#### ENTRIES PROVIDED ####

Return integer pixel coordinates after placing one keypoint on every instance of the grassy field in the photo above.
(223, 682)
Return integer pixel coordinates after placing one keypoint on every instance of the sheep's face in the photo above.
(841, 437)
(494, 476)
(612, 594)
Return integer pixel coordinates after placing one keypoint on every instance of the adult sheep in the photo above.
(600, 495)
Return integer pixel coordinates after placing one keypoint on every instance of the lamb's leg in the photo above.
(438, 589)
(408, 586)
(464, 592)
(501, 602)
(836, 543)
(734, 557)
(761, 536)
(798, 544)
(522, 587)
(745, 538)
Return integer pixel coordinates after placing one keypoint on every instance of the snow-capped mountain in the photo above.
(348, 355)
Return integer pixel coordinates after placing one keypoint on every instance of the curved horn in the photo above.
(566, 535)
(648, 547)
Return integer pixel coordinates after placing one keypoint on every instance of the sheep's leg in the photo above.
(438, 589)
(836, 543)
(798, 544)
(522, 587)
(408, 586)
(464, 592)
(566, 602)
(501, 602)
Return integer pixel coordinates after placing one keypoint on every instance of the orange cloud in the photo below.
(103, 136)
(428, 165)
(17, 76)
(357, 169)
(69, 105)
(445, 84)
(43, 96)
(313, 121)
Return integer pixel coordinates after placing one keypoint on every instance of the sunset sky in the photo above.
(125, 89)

####

**EXERCISE AIM:**
Copy out each record, keeping every word as it is.

**TASK RESPONSE:**
Return integer pixel coordinates after placing one keypoint on every instance of the grassy field in the photo above.
(223, 682)
Return integer pixel coordinates after placing one keypoint on every instance of the sheep's face in the photo above.
(841, 437)
(494, 476)
(612, 594)
Return integer pixel coordinates after placing one keypoint on every instance of the adult sheep in the photo above.
(600, 495)
Return integer pixel coordinates after placing one keypoint on every instance of the lamb's leg in the photo above.
(438, 589)
(408, 586)
(464, 592)
(501, 602)
(836, 543)
(734, 557)
(761, 536)
(798, 544)
(522, 587)
(745, 538)
Return integer pixel coordinates after placing one keypoint on every instance of the snow-capped mountain in the photo above.
(348, 355)
Return integer pixel coordinates after placing one keypoint on every instance of the curved horn in the photo above.
(566, 535)
(648, 547)
Return integer pixel coordinates after placing one keypoint on every instance of the sheep's leg in the photo above.
(438, 589)
(836, 543)
(798, 544)
(522, 587)
(408, 586)
(464, 592)
(566, 602)
(501, 602)
Return integer pixel coordinates after placing one keypoint on every instance of the orange cloud in the photo below.
(103, 136)
(428, 165)
(17, 76)
(357, 169)
(69, 105)
(445, 84)
(43, 96)
(313, 121)
Return integer pixel coordinates after placing one keypoint on every instance of the sunset sky in the photo above.
(125, 89)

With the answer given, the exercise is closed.